-------- MATERIAL FOR THIS TASK

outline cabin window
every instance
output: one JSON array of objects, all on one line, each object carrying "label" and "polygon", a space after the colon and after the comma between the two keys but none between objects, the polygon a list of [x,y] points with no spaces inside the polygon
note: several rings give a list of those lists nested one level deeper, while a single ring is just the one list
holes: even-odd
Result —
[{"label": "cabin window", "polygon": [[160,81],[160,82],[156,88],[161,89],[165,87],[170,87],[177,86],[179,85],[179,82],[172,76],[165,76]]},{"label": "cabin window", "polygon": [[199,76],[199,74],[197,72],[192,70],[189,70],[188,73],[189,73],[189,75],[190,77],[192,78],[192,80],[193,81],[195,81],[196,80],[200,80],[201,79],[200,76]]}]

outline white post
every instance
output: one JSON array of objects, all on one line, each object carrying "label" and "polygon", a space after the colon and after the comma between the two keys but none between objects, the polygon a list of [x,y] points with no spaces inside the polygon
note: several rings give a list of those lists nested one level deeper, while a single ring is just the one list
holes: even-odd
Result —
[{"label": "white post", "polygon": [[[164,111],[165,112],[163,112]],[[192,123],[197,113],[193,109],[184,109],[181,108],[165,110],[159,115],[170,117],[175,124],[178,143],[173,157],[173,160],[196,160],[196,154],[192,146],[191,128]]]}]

----------------

Reproduce every line of the material above, requests included, scaling each polygon coordinate in the answers by 0.7 and rounding it to a whole number, with halves rounded up. Leave all other text unchanged.

outline cabin window
every instance
output: one JSON array of objects, all on one line, each object carrying "label" and "polygon", a space after the colon and after the comma between the two keys but none between objects, the polygon a list of [x,y] points with no spaces inside the polygon
note: several rings give a list of those lists nested one level deeper, while a single ring is just the one list
holes: even-odd
Result —
[{"label": "cabin window", "polygon": [[112,57],[112,57],[109,62],[113,62],[116,61],[119,61],[124,60],[125,60],[125,57],[120,53],[116,53]]},{"label": "cabin window", "polygon": [[139,53],[139,52],[138,50],[134,49],[132,49],[132,51],[132,51],[132,53],[133,54],[134,55],[134,56],[135,57],[137,57],[137,56],[140,56],[141,55],[140,53]]}]

outline white post
every instance
output: one JSON array of objects, all on one line, each object carrying "label" and "polygon", a space after the colon and after the comma between the two keys but none between objects, the polygon a list of [x,y] points with no spaces inside the polygon
note: several rings give a list of those lists nested one level deeper, while a single ring is just the one list
holes: even-odd
Result —
[{"label": "white post", "polygon": [[[115,78],[116,78],[114,78]],[[134,86],[138,79],[135,76],[129,76],[127,76],[116,77],[111,81],[119,82],[123,87],[125,100],[121,110],[121,112],[137,112],[137,108],[134,102],[134,90]]]}]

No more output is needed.